### EXERCISE
Your task is to transcribe the data exactly while omitting each picture.

### TASK INPUTS

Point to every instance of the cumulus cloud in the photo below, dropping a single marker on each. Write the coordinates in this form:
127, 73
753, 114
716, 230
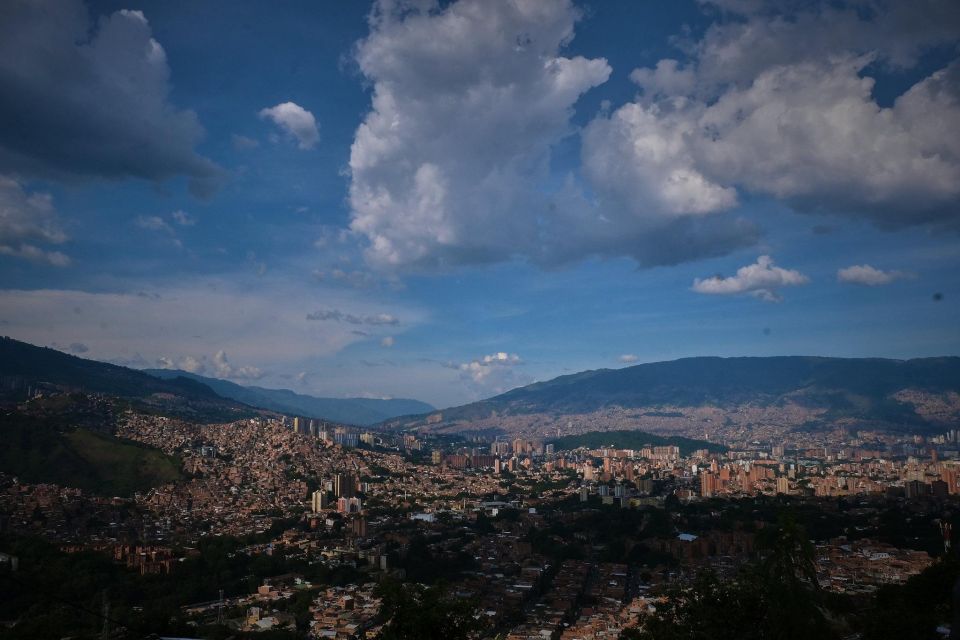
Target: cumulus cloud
780, 101
90, 99
154, 223
336, 315
27, 221
295, 121
223, 369
762, 279
451, 165
864, 274
243, 142
182, 218
218, 366
492, 373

### RESPONSE BOX
Point to every instance of the cumulus cloud in the photo below, dropping a single marker on each. Write the coordinates in this form:
127, 73
753, 114
716, 230
Target: cumulus cloud
780, 101
90, 99
154, 223
336, 315
27, 221
295, 121
223, 369
762, 279
451, 165
864, 274
243, 142
182, 218
218, 366
492, 373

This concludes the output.